Problem to solve
Return all of the data exactly as given.

Position identification records
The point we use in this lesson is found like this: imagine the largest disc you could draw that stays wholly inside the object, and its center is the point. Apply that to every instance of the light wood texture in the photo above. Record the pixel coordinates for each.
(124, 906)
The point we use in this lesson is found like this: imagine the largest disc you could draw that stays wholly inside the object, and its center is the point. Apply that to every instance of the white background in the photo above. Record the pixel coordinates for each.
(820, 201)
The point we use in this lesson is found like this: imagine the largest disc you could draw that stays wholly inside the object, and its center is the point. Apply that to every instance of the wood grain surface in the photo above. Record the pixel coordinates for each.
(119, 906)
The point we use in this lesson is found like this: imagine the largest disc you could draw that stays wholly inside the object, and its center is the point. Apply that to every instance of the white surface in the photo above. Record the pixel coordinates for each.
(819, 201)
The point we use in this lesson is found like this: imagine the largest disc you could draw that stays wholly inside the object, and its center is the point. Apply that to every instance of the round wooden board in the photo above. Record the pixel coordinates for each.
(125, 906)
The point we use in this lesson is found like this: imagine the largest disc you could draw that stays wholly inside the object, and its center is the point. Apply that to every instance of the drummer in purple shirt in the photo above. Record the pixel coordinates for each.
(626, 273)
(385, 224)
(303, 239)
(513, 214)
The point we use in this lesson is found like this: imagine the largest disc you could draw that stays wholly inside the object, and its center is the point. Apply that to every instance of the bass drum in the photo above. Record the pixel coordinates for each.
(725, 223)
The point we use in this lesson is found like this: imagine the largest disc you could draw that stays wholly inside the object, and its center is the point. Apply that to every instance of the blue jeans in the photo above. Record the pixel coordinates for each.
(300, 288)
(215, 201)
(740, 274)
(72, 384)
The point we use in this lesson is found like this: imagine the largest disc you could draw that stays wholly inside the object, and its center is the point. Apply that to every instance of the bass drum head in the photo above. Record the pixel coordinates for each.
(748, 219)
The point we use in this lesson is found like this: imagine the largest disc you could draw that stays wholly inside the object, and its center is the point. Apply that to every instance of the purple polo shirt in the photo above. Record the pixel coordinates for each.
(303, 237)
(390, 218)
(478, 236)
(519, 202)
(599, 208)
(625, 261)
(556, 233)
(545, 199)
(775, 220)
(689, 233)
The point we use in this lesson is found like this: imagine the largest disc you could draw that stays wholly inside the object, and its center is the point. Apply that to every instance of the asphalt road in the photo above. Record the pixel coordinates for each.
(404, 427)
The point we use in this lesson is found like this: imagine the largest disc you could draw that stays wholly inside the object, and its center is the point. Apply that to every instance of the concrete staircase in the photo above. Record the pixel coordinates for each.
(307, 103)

Task result
The point we use in this lesson is found like this: imagine the largest disc you could draw that stays wholly inside the object, and its center is the point. Apply that to every instance of the light wood texture in the photo above. Record the pixel coordinates for each.
(124, 906)
The point we use in this lesson is found like this: imagine the largest disc you could draw that stays wholly inside the object, and its center is the point. Apply that to every instance of the white background in the photo above. Record the pixel coordinates for each.
(820, 201)
The point we use in this lesson is found like this: imagine the largest disc you could draw that stays wholly inside the object, and its center is the point. Apply that to every instance of the wood grain surface in the photo above. Record the pixel coordinates for each.
(119, 906)
The point we use in this lesson is found like this: imagine the largest disc you could draw that stays wholly inside the object, and its center is the point. Apply that to every instance of the white surface in the photo above. Record the pixel coordinates for each.
(819, 201)
The point we use in this lesson is found like this: imagine the largest disc you could draw that stays wholly inside the object, and its center is the point. Apply that to every instance of the round wooden board in the photo above. Record the pixel coordinates for each.
(125, 906)
The point we use in this lesson is found like this: imagine the largest disc you could draw that stays wholly inside the object, and its center is the point. Apply that to every instance of the drummer in purple shirt in the photo above. Record the pixel coordinates for each.
(626, 273)
(385, 224)
(303, 239)
(513, 214)
The point we use in this lesson is found like this: imagine the largest disc you could draw that stays wholly inside the object, and its center is the point. Apply that to every instance of the bass drum in the photo above. Record the pixel coordinates for each.
(725, 223)
The point we use in this lesson is found like this: imagine the largest disc you could draw that stays wholly inside the object, and its center is the point. Apply that to every instance of the blue jeans in the photo above. Record the pixel coordinates for each.
(300, 288)
(215, 201)
(740, 274)
(72, 384)
The point we use in this lesson is found like this: imagine the largest disc you could draw that stays wholly inside the object, and its center is the point. Apply that to every instance of the bass drum head in the photo above. Record the pixel coordinates for each.
(748, 219)
The point we use in this lesson is found like this: imagine the largest disc you could draw that stays wholly inside the object, and its center is the point. Apply that to every instance of the purple polo shirt in the photo above. Record the pixel coordinates for each.
(303, 237)
(390, 218)
(478, 236)
(519, 202)
(599, 208)
(625, 261)
(556, 233)
(545, 199)
(775, 220)
(689, 233)
The point we use in this lesson is found like this: imagine the largest disc you could draw that stays wholly inside the object, and its center is the point. Apply that to every instance of the asphalt road in the photo above. Record the pixel coordinates for each.
(404, 427)
The point we use in this lesson is found like this: imagine the largest disc you could draw that stays wholly inside the object, and its center is the point. Apply that to every instance of the concrete staircase in the photo above. Record the pixel coordinates for each.
(307, 103)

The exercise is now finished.